Activities:
**a)** According to the text on hearing and balance in caspase-3 deficient mice, what was the average ABR threshold of the Casp3-/- mice?
**b)** Continue the text on hearing and balance in caspase-3 deficient mice from its last line.

Text segment:
◆ ◆ ◆ ◆

Profound hearing loss in caspase-3 deficient mice

The auditory function was assessed by auditory brainstem response (ABR) and distortion product otoacoustic emission (DPOAE) at 3 months of age. ABR was used to objectively assess the function of the entire auditory pathway, whereas DPOAE evaluated the cochlear function. Average ABR thresholds were significantly elevated (P < 0.05) in Casp3-/- mice (n = 6) at 85 ± 7 dB SPL, compared to heterozygous Casp3+/- mice (n = 13) at 40 ± 22 dB SPL and wild type Casp3+/+ mice (n = 5) at 28 ± 11 dB SPL (Figure 1A). In DPOAE testing, the distortion product 2F1-F2 was significantly decreased (P < 0.05) in Casp3-/- mice (n = 5) compared to Casp3+/- mice (n = 9) and Casp3+/+ mice (n = 5), which showed comparable distortion products to each other (Figure 1B).

Figure 1.

Figure 1

Auditory dysfunction in caspase-3 deficient mice. (A) Auditory brainstem response (ABR) thresholds to click stimuli at 3 months of age. Casp3-/- (n = 6) mice had a significantly higher threshold (*, P < 0.05) compared to Casp3+/- (n = 13) and Casp3+/+ (n = 5) mice. (B) Distortion product otoacoustic emission (DPOAE). Averages of distortion product 2F1-F2 at F2 frequencies of 10 kHz, 11.3 kHz, and 12.3 kHz were compared at 3 months of age. Casp3-/- (n = 5) mice had a significantly smaller distortion product (*, P < 0.05) compared to Casp3+/- (n = 9) and Casp3+/+ (n = 5) mice.

Vestibular dysfunction in caspase-3 deficient mice

Most Casp3-/- mice were hyperactive and exhibited circling behavior with a tendency towards a unilateral directional rotation when excited. We observed that about 70% of the mice circle counter-clockwise (left direction), while 25% circle clockwise (right direction). We tested the horizontal vestibulo-ocular reflex (VOR) in the dark using near-infrared video-oculography to assess vestibular function in different genotypes. The frequency response of the VOR in darkness for each group was characterized during horizontal rotation at 5 frequencies ranging from 0.05Hz to 0.8Hz, with peak velocity of 60 degrees/sec. Little response at any frequency or velocity was recorded for Casp3-/- mice (n = 10) (Figure 2, 3). Both heterozygous Casp3+/- (n = 13) and wild type Casp3+/+ (n = 14) mice exhibited a high-pass filtered VOR response, with higher gains and lower phase errors with increasing stimulus frequency (Figure 3A, B). The VOR at 0.2 Hz was also linear over the range of peak velocities from 60 to120 deg/sec for both groups (Figure 3C). The gain of the Casp3+/- mice was intermediate between Casp3-/- and Casp3+/+ mice (P < 0.05).

Figure 2.

◆ ◆ ◆ ◆

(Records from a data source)
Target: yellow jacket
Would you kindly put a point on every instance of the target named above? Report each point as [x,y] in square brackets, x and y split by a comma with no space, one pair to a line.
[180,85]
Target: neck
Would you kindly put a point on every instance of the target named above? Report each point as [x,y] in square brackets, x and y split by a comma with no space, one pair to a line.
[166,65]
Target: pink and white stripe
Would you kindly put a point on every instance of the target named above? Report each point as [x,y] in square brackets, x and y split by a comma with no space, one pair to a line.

◆ ◆ ◆ ◆

Activity answers:
**a)** 85 ± 7 dB SPL.

**b)**
Figure 2

Caspase-3 deficient mice have vestibular dysfunction. Representative raw tracings of head velocity (green line), left horizontal eye movement (light blue line), and right horizontal eye movement (red line) at 0.2 Hz, 90°/sec sinusoidal rotation. Casp3-/- mice (lower panel) showed no ocular response to the stimulus, whereas Casp3+/+ mice (upper panel) showed robust response.

Figure 3.

Figure 3

Vestibular ocular reflex (VOR) in caspase-3 deficient mice. VOR in darkness. Gain (A) and phase (B) at different frequencies were compared among all genotypes. Negligible VOR responses were recorded for Casp3-/- mice at all stimulus conditions. Heterozygous Casp3+/- mice performed at an intermediate level compared to wild type Casp3+/+ mice, with VOR impairment at higher frequencies. (C) VOR linearity at 0.2Hz. The sensitivity (increase in SPV for increase in head velocity) was reduced for the heterozygous Casp3+/- group, and negligible for the knockout Casp3-/- group. Black circle, Casp3+/+. Gray circle, Casp3+/-. Red circle, Casp3-/-. SPV, slow phase velocity.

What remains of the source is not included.